═══ PROVIDED DATA ═══

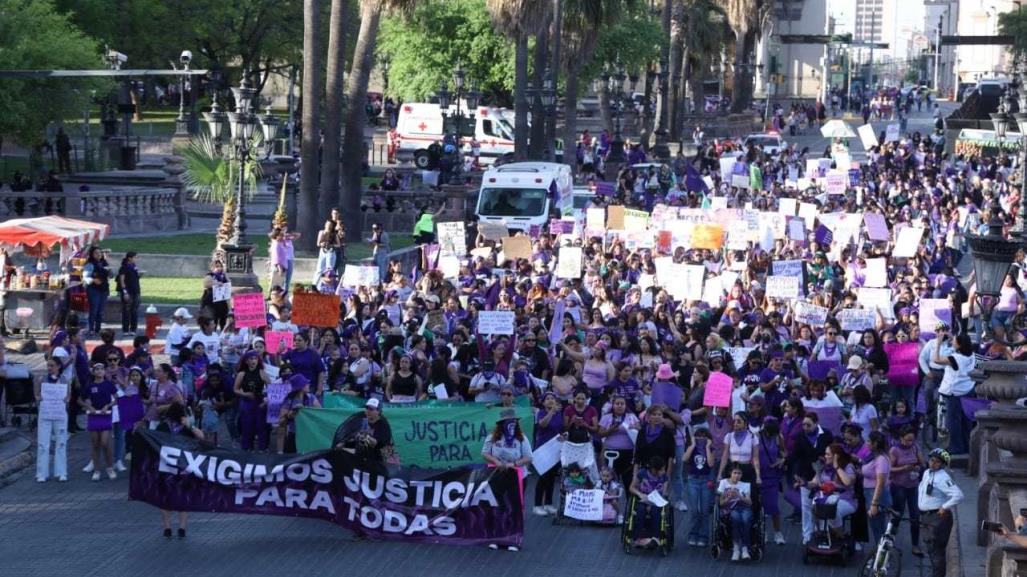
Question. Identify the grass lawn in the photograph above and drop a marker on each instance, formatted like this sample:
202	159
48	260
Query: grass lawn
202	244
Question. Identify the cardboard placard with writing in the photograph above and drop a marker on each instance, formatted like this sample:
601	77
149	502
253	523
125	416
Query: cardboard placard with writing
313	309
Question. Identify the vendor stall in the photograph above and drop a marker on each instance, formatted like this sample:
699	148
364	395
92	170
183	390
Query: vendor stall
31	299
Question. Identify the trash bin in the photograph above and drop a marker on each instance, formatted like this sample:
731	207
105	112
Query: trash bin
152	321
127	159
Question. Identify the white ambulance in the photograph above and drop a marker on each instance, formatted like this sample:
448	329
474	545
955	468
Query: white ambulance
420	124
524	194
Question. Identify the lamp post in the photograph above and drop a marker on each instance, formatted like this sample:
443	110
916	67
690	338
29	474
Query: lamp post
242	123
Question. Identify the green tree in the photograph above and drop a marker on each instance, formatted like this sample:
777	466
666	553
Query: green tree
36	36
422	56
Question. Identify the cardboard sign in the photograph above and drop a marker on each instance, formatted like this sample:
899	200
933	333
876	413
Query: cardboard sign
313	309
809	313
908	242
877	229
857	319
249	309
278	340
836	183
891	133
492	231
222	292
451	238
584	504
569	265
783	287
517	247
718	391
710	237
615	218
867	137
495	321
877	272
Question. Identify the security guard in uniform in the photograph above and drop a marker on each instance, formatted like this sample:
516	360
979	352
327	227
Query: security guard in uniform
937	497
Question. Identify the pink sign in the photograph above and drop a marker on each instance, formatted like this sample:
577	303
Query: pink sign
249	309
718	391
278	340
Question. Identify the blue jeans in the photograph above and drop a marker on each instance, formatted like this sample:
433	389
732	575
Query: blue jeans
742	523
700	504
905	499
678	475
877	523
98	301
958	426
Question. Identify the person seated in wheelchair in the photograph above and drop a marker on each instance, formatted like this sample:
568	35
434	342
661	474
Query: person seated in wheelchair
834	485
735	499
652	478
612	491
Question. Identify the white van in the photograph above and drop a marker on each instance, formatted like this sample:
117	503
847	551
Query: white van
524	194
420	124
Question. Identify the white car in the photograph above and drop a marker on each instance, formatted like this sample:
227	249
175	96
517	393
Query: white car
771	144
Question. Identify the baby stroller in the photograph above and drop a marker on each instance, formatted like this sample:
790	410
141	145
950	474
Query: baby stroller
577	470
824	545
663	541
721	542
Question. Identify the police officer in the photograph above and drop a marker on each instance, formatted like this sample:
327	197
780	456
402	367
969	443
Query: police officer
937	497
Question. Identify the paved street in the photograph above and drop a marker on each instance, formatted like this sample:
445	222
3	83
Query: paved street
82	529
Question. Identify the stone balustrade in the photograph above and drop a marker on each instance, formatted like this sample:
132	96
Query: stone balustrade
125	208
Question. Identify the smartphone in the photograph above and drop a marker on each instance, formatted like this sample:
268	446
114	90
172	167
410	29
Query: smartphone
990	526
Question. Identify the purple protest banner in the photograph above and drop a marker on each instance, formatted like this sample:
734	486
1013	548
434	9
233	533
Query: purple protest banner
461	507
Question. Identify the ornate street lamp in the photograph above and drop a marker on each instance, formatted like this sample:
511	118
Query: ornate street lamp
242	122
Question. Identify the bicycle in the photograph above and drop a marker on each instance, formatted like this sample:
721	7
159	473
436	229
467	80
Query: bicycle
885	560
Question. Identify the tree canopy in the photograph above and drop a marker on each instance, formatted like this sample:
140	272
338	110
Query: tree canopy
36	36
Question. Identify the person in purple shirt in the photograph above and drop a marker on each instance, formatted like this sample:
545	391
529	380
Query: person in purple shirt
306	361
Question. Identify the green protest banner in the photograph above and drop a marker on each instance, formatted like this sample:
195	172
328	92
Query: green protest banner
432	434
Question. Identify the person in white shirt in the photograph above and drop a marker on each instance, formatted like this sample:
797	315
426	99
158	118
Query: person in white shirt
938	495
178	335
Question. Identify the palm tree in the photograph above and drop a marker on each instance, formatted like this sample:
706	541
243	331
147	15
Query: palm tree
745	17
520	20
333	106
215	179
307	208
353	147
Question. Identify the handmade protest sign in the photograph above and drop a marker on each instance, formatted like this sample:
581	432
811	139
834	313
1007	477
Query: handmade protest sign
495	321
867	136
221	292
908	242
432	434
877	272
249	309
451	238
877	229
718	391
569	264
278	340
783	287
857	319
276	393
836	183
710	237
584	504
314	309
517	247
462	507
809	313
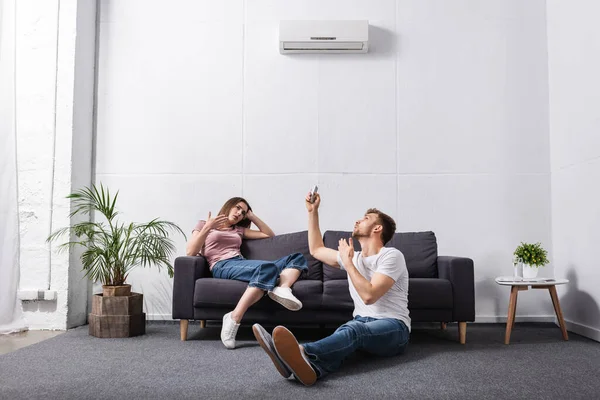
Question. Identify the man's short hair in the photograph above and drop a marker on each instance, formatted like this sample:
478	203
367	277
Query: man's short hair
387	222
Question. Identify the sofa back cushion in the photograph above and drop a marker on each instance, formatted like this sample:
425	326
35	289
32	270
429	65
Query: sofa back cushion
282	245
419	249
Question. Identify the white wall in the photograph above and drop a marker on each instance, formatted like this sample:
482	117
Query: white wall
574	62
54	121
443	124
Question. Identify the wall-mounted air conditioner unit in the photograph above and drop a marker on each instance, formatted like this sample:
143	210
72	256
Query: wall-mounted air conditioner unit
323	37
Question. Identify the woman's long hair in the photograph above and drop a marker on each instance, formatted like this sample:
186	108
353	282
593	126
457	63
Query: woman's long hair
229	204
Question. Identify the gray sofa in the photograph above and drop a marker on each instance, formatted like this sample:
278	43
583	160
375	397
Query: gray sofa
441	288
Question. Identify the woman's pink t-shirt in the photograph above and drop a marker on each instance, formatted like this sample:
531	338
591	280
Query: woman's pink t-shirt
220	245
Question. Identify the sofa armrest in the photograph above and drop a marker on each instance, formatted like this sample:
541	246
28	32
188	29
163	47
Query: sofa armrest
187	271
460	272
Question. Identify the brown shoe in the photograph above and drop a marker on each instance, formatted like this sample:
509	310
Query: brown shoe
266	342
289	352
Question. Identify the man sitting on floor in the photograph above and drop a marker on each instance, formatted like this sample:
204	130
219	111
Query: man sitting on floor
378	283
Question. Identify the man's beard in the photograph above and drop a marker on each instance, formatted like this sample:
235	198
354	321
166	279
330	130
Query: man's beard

═══

:: PROBLEM DETAILS ::
Rewrite all of the lines above, replacing every "drop a marker" with "place a point" and changing nothing else. Leave the pictures out of your answer.

:: EXERCISE RESPONSE ::
Question. Identify the grass lawn in the photograph above and place a point on each instance, formatted like this sample:
202	159
48	260
Query: grass lawn
202	244
Question. Identify the cardboard placard with writing in the photograph above and place a point on each instance, formatted like this sample:
601	77
149	502
253	523
125	416
Query: cardboard placard with writing
313	309
Question. Identify the vendor stall in the photograph above and place a point on each instance, formatted like this sample:
699	148
364	395
92	170
183	390
Query: vendor stall
31	299
Question. Identify the trash bin in the photograph above and place a point on each instance, formatted like this sample:
731	207
105	112
Query: trash bin
152	321
127	159
Question. Identify the white ambulance in the photograph above and place a point on each instance, formatted like this sample:
448	329
474	545
955	468
Query: white ambulance
420	124
524	194
Question. Identify the lamp post in the photograph above and place a point on each instance, formatted like this sample:
443	110
916	67
690	338
29	474
Query: lamp post
242	123
Question. Identify the green tree in the photograph above and place a point on each instance, formatted like this sample:
777	466
666	553
Query: green tree
36	36
422	56
Question. Identify the cardboard sign in the photograph above and place a point on each instance, formatted like this sample:
899	200
933	333
876	413
Query: cardboard sign
313	309
809	313
908	242
877	229
857	319
249	309
278	340
836	183
891	133
492	231
222	292
451	238
584	504
569	265
783	287
517	247
718	391
710	237
615	218
867	137
495	321
877	272
Question. Identify the security guard in uniform in the photograph above and place a point on each instance, formatted like this sample:
516	360
979	352
327	227
Query: security guard in uniform
937	497
Question. Identify the pink sign in the photograph above and place a point on each instance, formatted like this sample:
577	303
Query: pink sign
249	309
718	391
278	340
Question. Identify the blue jeans in the photograph above and place a point on each instance, formatted like this sample:
433	389
732	575
Query: blue jeans
742	523
700	504
905	499
678	475
877	523
98	301
958	426
Question. Identify the person seated in wheelchair in the photograph above and place a point on each instance, formatted like this sample:
568	35
434	342
661	474
Query: person seated in wheelchair
834	485
735	499
652	478
612	491
Question. Identify the white van in the photograph above and place a point on each instance, formatted like this sample:
117	503
847	551
Query: white van
524	194
420	124
Question. Identify the white car in the photograph above and place a point on each instance, formatted like this sample:
227	249
175	96
517	393
Query: white car
771	144
Question. Identify the baby stroller in the photograph above and place a point on each instance, formatted like this sample:
790	410
141	145
950	474
Query: baby stroller
577	470
824	545
663	541
721	542
Question. Identify the police officer in the photograph above and place a point on each instance, formatted like this sample:
327	197
780	456
402	367
969	443
Query: police officer
937	497
Question. Identify the paved street in the photograph above and place a point on each instance, formatted like this sample:
445	222
3	83
Query: paved street
82	529
Question. Identify the stone balustrade in the photograph above and place a point on each instance, formatted like this sample:
132	96
Query: stone balustrade
125	208
Question. Identify the smartphone in the photograph above and place a point on each instance, formatted like this sample:
268	446
114	90
172	167
410	29
Query: smartphone
990	526
Question. Identify the purple protest banner in the photograph above and place a point on each instance, formatted like this sample:
734	486
1013	548
434	9
233	533
Query: purple protest banner
461	507
Question. Identify the ornate street lamp in the photograph above and place a point on each instance, formatted like this sample:
511	118
Query: ornate street lamp
242	122
Question. Identify the bicycle in the photograph above and place a point on each instance, formatted like this sample:
721	7
159	473
436	229
467	80
Query: bicycle
885	560
Question. Identify the tree canopy in the photograph above and place a point on each instance, formatted like this sample:
140	272
338	110
Query: tree canopy
36	36
Question. Identify the person in purple shirt in the photograph above and place a point on each instance, formatted like this sample:
545	391
529	380
Query: person in purple shirt
306	361
Question. Identify the green protest banner in the photograph above and place a point on each instance, formatted like this sample:
195	172
328	92
Query: green protest banner
432	434
Question. Identify the person in white shirt in the photograph above and place a point on each instance, formatted like this sample:
797	315
426	99
158	118
Query: person in white shirt
938	495
178	335
Question. Identify the palm tree in the photograph above and place a point on each instance, formatted like this sample:
706	541
243	331
147	15
Query: palm tree
745	17
520	20
333	106
215	179
307	208
353	147
Question. Identify the handmade protest sign in the photograph above and place a point on each instance, formatted like this sample:
581	432
811	139
834	313
1007	477
Query: handmade protest sign
495	321
867	136
221	292
908	242
432	434
877	272
249	309
451	238
877	229
718	391
569	264
278	340
783	287
857	319
276	393
836	183
710	237
584	504
314	309
517	247
462	507
809	313
Question. Identify the man's short hair in the photograph above and place a point on each instance, formatted like this sample:
478	203
367	277
Query: man's short hair
387	222
Question. Identify the sofa back cushion in the photograph above and place a point on each instance, formatted like this sample:
425	326
35	289
32	270
429	65
Query: sofa back cushion
282	245
419	249
Question. Identify the white wall in the photograph above and place a point on each instance, formatted like this sample:
482	117
Query: white wall
574	62
54	121
443	124
Question. Identify the wall-mounted air conditioner unit in the photograph above and place a point on each instance, formatted like this sample:
143	210
72	256
Query: wall-mounted air conditioner unit
323	37
Question. Identify the woman's long hair in the photograph above and place a point on each instance, formatted like this sample:
186	108
353	282
593	126
457	63
Query: woman's long hair
229	204
Question. Identify the gray sofa in the photograph above and place a point on each instance, formatted like this sample:
278	43
583	160
375	397
Query: gray sofa
441	288
Question. Identify the woman's pink t-shirt in the photograph above and place a point on each instance, formatted like this sample:
531	338
591	280
Query: woman's pink t-shirt
220	245
Question. Identify the sofa armrest in the photograph above and place a point on each instance, formatted like this sample:
541	246
28	32
188	29
163	47
Query: sofa armrest
187	271
460	272
Question. Identify the brown shoe in the photograph above and place a point on each instance, formatted like this sample:
509	310
Query: brown shoe
266	342
289	352
Question. Identify the man sitting on floor in the photograph above and place a point on each instance, formatted like this sample:
204	130
219	111
Query: man sitting on floor
378	283
Question. Identify the man's beard in the photograph above and place a point on each instance, formatted like this sample:
235	198
354	321
166	279
330	130
Query: man's beard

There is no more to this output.